*TEXTO DE ESTUDO*:
════════
Claramente surpreendida perante os 25 metros de móbile suspenso ao longo dos 6 andares do centro comercial (começa no 2º piso e termina no -3), Paula Padilha, uma das participantes na obra colectiva, disse ter chegado a pensar que as pequenas peças de plasticina que fizeram nos workshops “não iam dar em nada”. Alzira Pinto, outra das participantes, trabalha há 19 anos no Parque Nascente e nunca pensou em participar em algo assim, quer pela expressão artística, quer pela dimensão da obra final. “Estou muito vaidosa”, diz orgulhosa, não só pela sua peça de três metros, fiel ao desenho original, mas por se ter superado. O objectivo principal do projecto é precisamente provar que cada um pode criar algo grande e de forma disjuntiva, que a arte é acessível a todos e que é possível, em conjunto, criar algo grande e com impacto.
Arte sem fim
“A criatividade nasce com todos” mas é preciso explorá-la, explicou Bruno Pereira. Gosta da ideia de “despertar nas pessoas coisas que elas não estão à espera”. Bruno não tinha visto a peça montada, mesmo conhecendo cada pormenor que faz parte da mesma. Dado a sua dimensão e localização estratégica, nunca se consegue contemplar a peça no seu todo. E isso é parte da magia. Está suspensa em móbile, movimentando-se suavemente, e oferece sempre novos ângulos aos espectadores. “Há quem leia a história” - há painéis informativos que contam o processo criativo - “e quem faça a sua leitura”, só por ver a peça, “e essa acaba por ser a magia da Arte”.
Para fazer perdurar a peça no tempo, Stéphanie Lopes convidou alguns artistas de diferentes quadrantes para interpretarem a peça “Azul Cale” através da sua própria expressão artística, durante os meses em que estará em exposição. A ilustradora Clara Não foi uma das artistas a aceitar o desafio: “É muito bom as pessoas terem contacto com a arte, especialmente quando vai buscar memórias associativas”. Esteticamente, é uma obra de “arte moderna que traz referências tradicionais do Porto” e acaba por ser uma oportunidade de “dar às pessoas arte que lhes pode criar uma boa cultura visual”.
════════
*O QUE FAZER*:
[a] Liste todas as pessoas mencionadas pelo nome no texto de estudo.
[b] Responda às perguntas abaixo com base no texto de estudo.
(i) Quantos metros tem o móbile suspenso?
(ii) Há quantos anos Alzira Pinto trabalha no Parque Nascente?
(iii) Que profissão o texto atribui a Clara Não?
Baseie-se exclusivamente no texto de estudo.
════════
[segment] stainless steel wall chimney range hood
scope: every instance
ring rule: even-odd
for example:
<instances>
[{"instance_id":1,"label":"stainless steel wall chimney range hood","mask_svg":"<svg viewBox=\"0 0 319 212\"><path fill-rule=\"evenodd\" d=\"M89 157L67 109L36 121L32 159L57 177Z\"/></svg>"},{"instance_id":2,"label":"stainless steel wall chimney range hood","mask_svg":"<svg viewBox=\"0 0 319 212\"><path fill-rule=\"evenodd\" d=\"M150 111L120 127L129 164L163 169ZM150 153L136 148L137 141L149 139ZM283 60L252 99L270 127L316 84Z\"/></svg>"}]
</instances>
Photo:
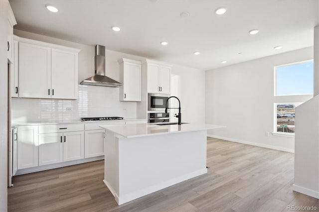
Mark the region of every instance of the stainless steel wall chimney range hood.
<instances>
[{"instance_id":1,"label":"stainless steel wall chimney range hood","mask_svg":"<svg viewBox=\"0 0 319 212\"><path fill-rule=\"evenodd\" d=\"M117 87L122 86L118 82L105 76L105 47L95 46L95 75L83 80L81 85Z\"/></svg>"}]
</instances>

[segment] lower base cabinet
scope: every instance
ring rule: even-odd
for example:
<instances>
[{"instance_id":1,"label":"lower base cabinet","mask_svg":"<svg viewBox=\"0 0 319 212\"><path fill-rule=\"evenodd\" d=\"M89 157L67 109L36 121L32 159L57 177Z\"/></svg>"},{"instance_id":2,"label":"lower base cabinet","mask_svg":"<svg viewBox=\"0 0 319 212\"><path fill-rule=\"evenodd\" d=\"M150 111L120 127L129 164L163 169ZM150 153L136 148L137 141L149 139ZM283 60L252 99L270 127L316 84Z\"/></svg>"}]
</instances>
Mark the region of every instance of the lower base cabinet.
<instances>
[{"instance_id":1,"label":"lower base cabinet","mask_svg":"<svg viewBox=\"0 0 319 212\"><path fill-rule=\"evenodd\" d=\"M39 166L83 158L83 131L39 134Z\"/></svg>"},{"instance_id":2,"label":"lower base cabinet","mask_svg":"<svg viewBox=\"0 0 319 212\"><path fill-rule=\"evenodd\" d=\"M38 166L38 127L19 127L17 132L18 169Z\"/></svg>"},{"instance_id":3,"label":"lower base cabinet","mask_svg":"<svg viewBox=\"0 0 319 212\"><path fill-rule=\"evenodd\" d=\"M105 132L104 129L85 131L85 158L104 155Z\"/></svg>"}]
</instances>

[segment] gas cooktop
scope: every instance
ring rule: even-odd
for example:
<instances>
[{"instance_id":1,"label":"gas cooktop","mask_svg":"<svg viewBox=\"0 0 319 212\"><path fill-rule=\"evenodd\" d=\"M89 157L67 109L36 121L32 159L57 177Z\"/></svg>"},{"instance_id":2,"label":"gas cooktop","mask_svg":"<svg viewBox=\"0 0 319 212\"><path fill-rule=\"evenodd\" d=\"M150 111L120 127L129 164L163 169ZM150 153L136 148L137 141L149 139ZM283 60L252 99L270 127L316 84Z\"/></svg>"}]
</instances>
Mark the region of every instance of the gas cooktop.
<instances>
[{"instance_id":1,"label":"gas cooktop","mask_svg":"<svg viewBox=\"0 0 319 212\"><path fill-rule=\"evenodd\" d=\"M81 118L81 120L83 121L104 121L105 120L122 120L123 119L123 117L86 117Z\"/></svg>"}]
</instances>

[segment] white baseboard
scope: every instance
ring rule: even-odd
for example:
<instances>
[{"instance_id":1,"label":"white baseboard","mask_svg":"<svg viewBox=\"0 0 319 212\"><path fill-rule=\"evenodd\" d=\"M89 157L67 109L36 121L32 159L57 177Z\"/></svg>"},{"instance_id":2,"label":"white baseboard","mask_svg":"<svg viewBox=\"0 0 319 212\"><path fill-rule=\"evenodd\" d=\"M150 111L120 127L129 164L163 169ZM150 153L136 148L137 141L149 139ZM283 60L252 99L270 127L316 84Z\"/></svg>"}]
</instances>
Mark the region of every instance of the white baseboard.
<instances>
[{"instance_id":1,"label":"white baseboard","mask_svg":"<svg viewBox=\"0 0 319 212\"><path fill-rule=\"evenodd\" d=\"M235 142L237 143L244 143L245 144L251 145L253 146L260 146L261 147L268 148L268 149L276 149L276 150L284 151L285 152L295 153L295 149L289 149L288 148L279 147L271 145L263 144L259 143L255 143L253 142L247 141L242 140L236 139L234 138L227 138L225 137L218 136L217 135L207 134L208 137L212 138L218 138L222 140L226 140L229 141Z\"/></svg>"},{"instance_id":2,"label":"white baseboard","mask_svg":"<svg viewBox=\"0 0 319 212\"><path fill-rule=\"evenodd\" d=\"M168 187L169 186L175 185L177 183L180 183L185 180L188 180L190 178L192 178L195 177L197 177L199 175L201 175L207 173L207 169L205 168L201 169L200 170L196 171L186 175L184 175L163 182L152 186L150 186L147 188L141 189L138 191L131 192L129 194L127 194L122 196L118 196L118 194L116 193L116 191L110 186L110 185L105 180L104 180L103 182L104 184L108 187L109 190L111 191L111 193L113 195L115 198L115 201L120 206L121 205L126 203L128 202L132 201L132 200L137 199L140 197L143 197L145 195L153 193L154 192L160 191L161 189Z\"/></svg>"},{"instance_id":3,"label":"white baseboard","mask_svg":"<svg viewBox=\"0 0 319 212\"><path fill-rule=\"evenodd\" d=\"M299 186L294 184L293 185L293 190L300 193L304 194L306 195L310 196L315 198L319 199L319 192L312 190L302 186Z\"/></svg>"},{"instance_id":4,"label":"white baseboard","mask_svg":"<svg viewBox=\"0 0 319 212\"><path fill-rule=\"evenodd\" d=\"M26 169L18 169L16 171L16 173L15 174L15 176L31 173L32 172L39 172L40 171L48 170L49 169L56 169L57 168L72 166L73 165L88 163L89 162L95 161L97 160L103 159L104 159L104 155L102 156L97 156L89 158L72 160L71 161L63 162L62 163L54 163L53 164L36 166L35 167L27 168Z\"/></svg>"}]
</instances>

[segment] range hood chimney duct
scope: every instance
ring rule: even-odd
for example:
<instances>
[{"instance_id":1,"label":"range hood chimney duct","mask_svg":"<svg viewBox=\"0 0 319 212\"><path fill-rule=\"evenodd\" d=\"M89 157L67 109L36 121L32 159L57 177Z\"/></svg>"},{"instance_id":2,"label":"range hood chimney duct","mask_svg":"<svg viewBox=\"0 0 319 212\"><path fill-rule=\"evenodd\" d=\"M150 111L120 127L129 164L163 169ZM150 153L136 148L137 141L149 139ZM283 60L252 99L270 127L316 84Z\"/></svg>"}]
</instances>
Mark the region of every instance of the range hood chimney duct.
<instances>
[{"instance_id":1,"label":"range hood chimney duct","mask_svg":"<svg viewBox=\"0 0 319 212\"><path fill-rule=\"evenodd\" d=\"M105 47L95 46L95 75L81 82L81 85L117 87L122 84L105 76Z\"/></svg>"}]
</instances>

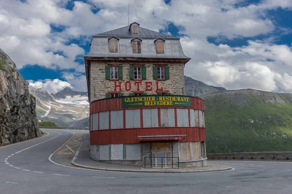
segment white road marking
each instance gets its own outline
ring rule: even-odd
[[[64,176],[64,177],[70,177],[70,175],[60,175],[58,174],[52,174],[52,175],[57,175],[57,176]]]
[[[18,184],[17,182],[5,182],[6,183],[11,183],[11,184]]]
[[[47,141],[49,141],[49,140],[52,140],[52,139],[54,139],[54,138],[55,138],[56,137],[58,137],[59,135],[61,135],[61,133],[60,133],[60,132],[57,132],[57,131],[55,131],[55,132],[56,132],[57,133],[59,133],[59,134],[58,134],[58,135],[57,135],[56,136],[55,136],[54,137],[53,137],[53,138],[51,138],[51,139],[48,139],[48,140],[47,140]],[[45,141],[45,142],[46,142],[46,141]],[[18,154],[18,153],[20,153],[20,152],[22,152],[22,151],[23,151],[26,150],[27,149],[29,149],[29,148],[32,148],[32,147],[34,147],[34,146],[37,146],[37,145],[39,145],[39,144],[36,144],[35,145],[34,145],[34,146],[31,146],[30,147],[27,147],[27,148],[25,148],[25,149],[22,149],[22,150],[20,150],[20,151],[18,151],[18,152],[16,152],[16,153],[15,153],[15,154]],[[9,158],[10,156],[8,156],[8,158]]]
[[[114,177],[92,177],[92,178],[115,178]]]

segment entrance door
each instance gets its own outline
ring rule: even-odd
[[[170,143],[155,143],[152,144],[152,167],[161,168],[171,166],[171,159],[164,158],[171,157],[171,144]]]

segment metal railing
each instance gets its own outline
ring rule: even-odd
[[[146,163],[146,159],[148,158],[150,160],[149,163]],[[161,159],[161,160],[160,160]],[[177,159],[177,163],[173,163],[173,159]],[[153,160],[154,159],[154,161]],[[156,159],[156,160],[155,160]],[[165,160],[166,159],[166,160]],[[161,163],[158,163],[161,162]],[[146,168],[146,167],[148,165],[150,167],[153,168],[153,166],[157,167],[161,165],[161,168],[163,168],[164,166],[164,167],[170,167],[173,168],[173,166],[177,166],[178,168],[180,168],[180,158],[179,157],[152,157],[152,156],[146,156],[144,158],[144,168]]]
[[[40,129],[79,129],[79,130],[89,130],[87,128],[77,128],[77,127],[43,127],[39,126]]]

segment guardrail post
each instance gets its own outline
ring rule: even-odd
[[[161,157],[161,168],[163,168],[163,158]]]

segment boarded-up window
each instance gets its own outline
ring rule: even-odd
[[[138,25],[132,25],[132,33],[133,34],[138,34]]]
[[[156,41],[156,53],[164,53],[164,42]]]
[[[99,145],[99,160],[110,159],[110,145]]]
[[[126,145],[126,160],[141,160],[141,144],[127,144]]]
[[[143,127],[158,127],[158,111],[157,109],[143,109]]]
[[[118,52],[118,40],[115,39],[110,40],[110,52]]]
[[[141,53],[141,41],[133,41],[133,53]]]
[[[123,144],[112,144],[110,147],[110,160],[124,160],[124,146]]]

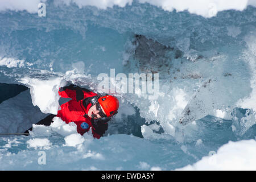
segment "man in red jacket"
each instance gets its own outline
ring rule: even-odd
[[[52,118],[57,116],[67,123],[75,123],[77,132],[82,135],[92,128],[93,136],[98,139],[108,129],[108,122],[117,113],[119,107],[116,97],[110,95],[101,96],[74,85],[60,88],[59,94],[61,97],[72,100],[60,106],[61,109],[58,111],[57,115],[50,114],[37,125],[50,125]]]

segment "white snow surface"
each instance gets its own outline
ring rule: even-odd
[[[46,2],[47,0],[2,0],[0,2],[0,11],[8,10],[14,11],[26,10],[30,13],[36,13],[38,11],[38,6],[40,2]],[[205,17],[216,16],[218,11],[227,10],[242,11],[247,6],[256,6],[255,0],[138,0],[139,3],[148,3],[160,7],[166,11],[172,11],[175,9],[177,11],[188,10]],[[55,0],[56,6],[64,3],[69,5],[76,4],[80,8],[85,6],[93,6],[101,9],[113,8],[114,6],[123,7],[131,5],[133,0]]]
[[[209,152],[210,154],[210,152]],[[256,170],[256,141],[230,141],[213,155],[176,170]]]

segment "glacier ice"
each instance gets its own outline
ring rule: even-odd
[[[243,164],[254,153],[240,149],[255,149],[253,1],[195,7],[46,0],[44,18],[32,1],[0,3],[0,82],[29,88],[0,104],[1,133],[23,132],[56,114],[60,86],[102,92],[97,75],[110,69],[159,73],[159,95],[115,94],[119,111],[99,140],[78,135],[76,126],[57,118],[49,126],[33,125],[30,136],[2,136],[1,169],[254,169]],[[38,163],[42,150],[47,165]],[[209,165],[214,155],[203,157],[210,151],[230,165]],[[226,157],[232,155],[233,163]]]

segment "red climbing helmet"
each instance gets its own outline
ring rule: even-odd
[[[117,113],[119,101],[115,97],[106,95],[100,97],[98,101],[105,112],[107,117],[110,117]]]

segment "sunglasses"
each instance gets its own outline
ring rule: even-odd
[[[101,105],[98,102],[96,103],[96,110],[100,111],[98,113],[98,115],[100,115],[102,118],[106,117],[106,114],[105,114],[103,112],[102,110],[101,109]]]

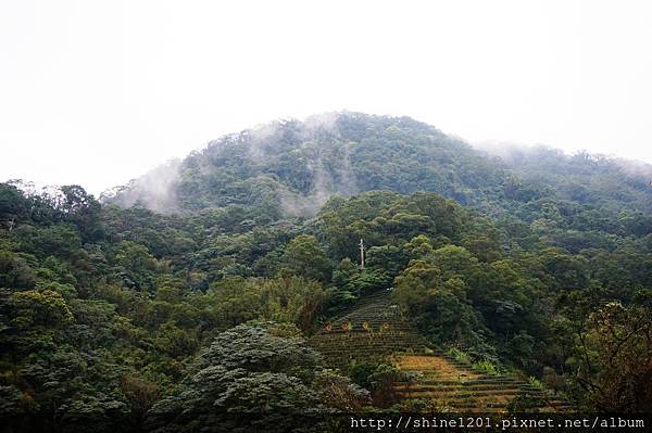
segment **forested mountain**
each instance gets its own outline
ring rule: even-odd
[[[388,288],[442,351],[650,412],[645,170],[341,113],[226,136],[102,203],[2,183],[0,417],[228,431],[384,407],[392,366],[333,371],[304,339]]]

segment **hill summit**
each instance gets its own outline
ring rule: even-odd
[[[327,113],[224,136],[102,201],[162,213],[255,206],[272,219],[313,216],[334,194],[371,190],[432,191],[486,214],[523,215],[550,200],[651,209],[650,166],[544,147],[499,154],[410,117]]]

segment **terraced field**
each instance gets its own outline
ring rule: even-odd
[[[394,391],[405,404],[422,410],[505,411],[516,402],[529,410],[572,410],[544,389],[507,374],[479,371],[428,347],[385,291],[361,300],[328,323],[311,339],[311,345],[334,367],[392,362],[403,378]]]

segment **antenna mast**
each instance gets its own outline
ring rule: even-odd
[[[364,241],[360,240],[360,267],[364,269]]]

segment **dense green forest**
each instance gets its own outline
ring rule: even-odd
[[[434,346],[578,409],[652,412],[650,180],[341,113],[226,136],[99,201],[1,183],[0,417],[195,432],[372,410],[392,367],[334,370],[306,339],[388,288]]]

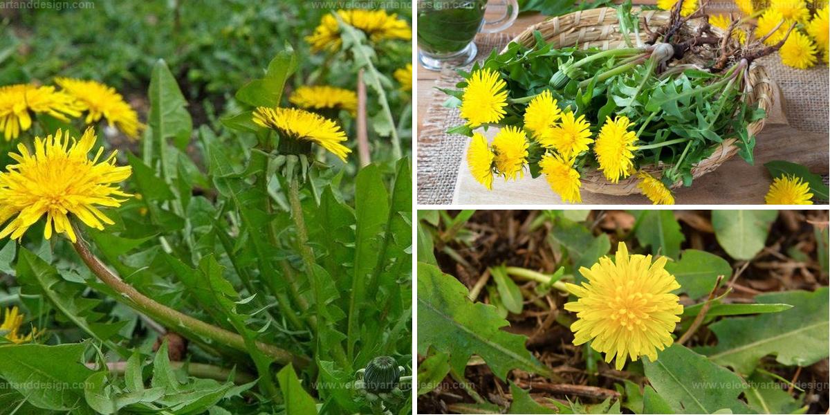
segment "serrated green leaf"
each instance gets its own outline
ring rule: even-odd
[[[85,349],[83,343],[2,345],[0,378],[37,408],[93,413],[84,400],[84,381],[92,374],[81,363]]]
[[[514,369],[549,374],[525,348],[527,338],[501,330],[508,323],[496,308],[470,301],[466,287],[452,276],[419,263],[417,288],[418,350],[422,354],[431,346],[447,353],[450,365],[459,373],[470,356],[478,354],[500,379]]]
[[[744,379],[681,344],[659,352],[654,362],[643,359],[642,366],[657,394],[676,413],[712,413],[723,408],[751,413],[738,399],[748,388]]]
[[[724,276],[721,286],[732,276],[732,266],[726,260],[696,249],[683,251],[676,262],[666,262],[666,271],[673,274],[681,286],[676,293],[685,292],[696,300],[712,290],[718,276]]]
[[[785,365],[808,366],[828,355],[828,287],[755,296],[759,304],[791,304],[791,310],[753,317],[733,317],[710,325],[716,346],[700,348],[709,359],[749,374],[768,354]]]
[[[746,402],[758,413],[795,413],[801,406],[794,398],[784,392],[781,383],[758,373],[747,380]]]
[[[427,356],[417,366],[417,394],[422,395],[438,387],[450,373],[449,355],[437,352]]]
[[[496,281],[496,287],[499,290],[499,295],[501,297],[501,303],[505,305],[507,310],[513,314],[521,313],[521,310],[525,305],[525,298],[521,295],[519,286],[516,286],[513,279],[507,276],[507,270],[505,269],[505,266],[491,267],[490,275],[493,276],[493,281]]]
[[[280,381],[280,389],[282,390],[287,415],[317,413],[317,404],[300,384],[300,379],[297,378],[294,367],[290,364],[276,374],[276,378]]]
[[[775,210],[713,210],[712,227],[718,243],[736,260],[750,260],[764,249]]]
[[[265,76],[245,84],[236,98],[251,106],[277,107],[286,81],[297,70],[297,55],[290,45],[280,51],[268,64]]]
[[[652,255],[675,259],[680,255],[680,244],[686,238],[671,211],[640,211],[634,227],[637,241],[643,247],[651,247]]]
[[[167,139],[173,138],[176,147],[183,149],[190,140],[193,122],[188,113],[188,101],[162,59],[153,66],[148,96],[150,112],[147,124],[153,133],[153,143],[166,151]]]

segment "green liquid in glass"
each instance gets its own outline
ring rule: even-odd
[[[433,54],[450,54],[466,47],[484,20],[486,0],[418,2],[417,46]]]

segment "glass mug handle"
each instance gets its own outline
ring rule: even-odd
[[[505,14],[495,21],[484,20],[484,25],[481,26],[481,33],[496,33],[496,32],[501,32],[510,26],[513,26],[513,22],[515,22],[516,17],[519,17],[519,3],[516,0],[500,0],[497,2],[491,1],[487,2],[488,4],[501,3],[505,7]]]

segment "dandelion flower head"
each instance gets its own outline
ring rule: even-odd
[[[358,95],[354,90],[329,85],[300,86],[288,100],[306,110],[345,110],[354,115],[358,110]]]
[[[493,158],[496,169],[505,176],[505,179],[515,180],[522,177],[527,163],[527,136],[525,131],[513,126],[501,129],[493,139]]]
[[[656,205],[673,205],[674,196],[671,190],[666,187],[662,182],[647,172],[641,171],[637,173],[640,183],[637,187],[642,192],[642,194]]]
[[[550,134],[541,139],[540,144],[549,149],[556,149],[565,158],[574,157],[583,151],[588,151],[591,139],[591,124],[585,120],[585,115],[574,118],[574,113],[568,111],[562,115],[561,121],[550,130]]]
[[[17,311],[17,306],[6,309],[2,324],[0,324],[0,336],[5,337],[7,340],[16,344],[32,341],[32,339],[37,335],[37,330],[34,328],[28,334],[20,335],[20,326],[23,325],[23,317],[24,315]]]
[[[130,196],[118,183],[126,180],[132,169],[115,165],[115,151],[101,159],[102,147],[90,159],[95,144],[95,131],[89,128],[77,141],[60,129],[46,139],[36,137],[34,153],[18,144],[17,153],[9,154],[17,164],[0,173],[0,224],[8,221],[0,230],[0,238],[19,240],[43,216],[43,237],[50,239],[54,227],[73,242],[76,237],[71,215],[95,229],[113,224],[98,208],[117,208]]]
[[[69,95],[56,91],[54,86],[18,84],[0,86],[0,132],[6,140],[17,139],[21,131],[32,127],[32,114],[48,114],[61,121],[66,116],[79,117],[81,105]]]
[[[674,342],[671,332],[683,314],[679,298],[671,294],[680,284],[666,271],[666,261],[665,256],[652,263],[651,255],[628,255],[620,242],[614,261],[604,256],[591,269],[580,268],[588,281],[565,285],[579,298],[564,305],[577,316],[571,325],[574,344],[591,341],[607,363],[616,356],[617,370],[629,358],[655,361],[657,350]]]
[[[115,88],[95,81],[70,78],[57,78],[55,83],[89,111],[85,120],[87,124],[97,123],[103,117],[131,139],[139,138],[139,131],[144,128],[139,122],[139,115]]]
[[[812,205],[812,198],[808,183],[799,177],[784,175],[773,180],[764,200],[768,205]]]
[[[550,189],[556,192],[564,202],[580,203],[579,172],[574,168],[573,159],[565,159],[559,154],[547,154],[542,156],[539,167],[544,173]]]
[[[608,117],[593,144],[599,169],[611,183],[618,183],[621,178],[627,177],[633,167],[632,152],[637,150],[634,145],[637,134],[628,131],[630,125],[628,117],[624,115],[613,120]]]
[[[279,131],[286,138],[315,143],[343,161],[352,152],[343,145],[348,139],[346,133],[334,121],[305,110],[257,107],[253,120]]]
[[[559,120],[562,111],[550,91],[544,90],[535,96],[525,110],[525,128],[537,138],[547,134]]]
[[[413,64],[408,63],[406,66],[396,69],[392,76],[401,84],[401,90],[413,90]]]
[[[495,158],[496,154],[487,145],[487,139],[480,133],[474,134],[467,149],[467,166],[476,181],[483,184],[487,190],[493,188]]]
[[[507,84],[499,73],[480,69],[470,76],[461,96],[461,115],[471,128],[497,123],[505,116]]]
[[[781,62],[788,66],[807,69],[816,64],[816,46],[807,35],[793,30],[779,50]]]

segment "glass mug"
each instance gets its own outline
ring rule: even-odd
[[[418,61],[432,71],[442,66],[463,66],[472,61],[477,51],[476,33],[495,33],[510,27],[519,16],[516,0],[491,1],[500,4],[504,14],[487,21],[487,0],[418,0]]]

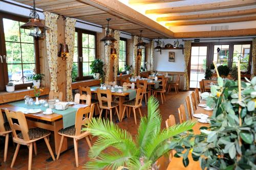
════════
*RESULTADOS*:
[a] Paula Padilha, Alzira Pinto, Bruno Pereira, Stéphanie Lopes, Clara Não

[b]
(i) 25 metros.
(ii) Há 19 anos.
(iii) Ilustradora.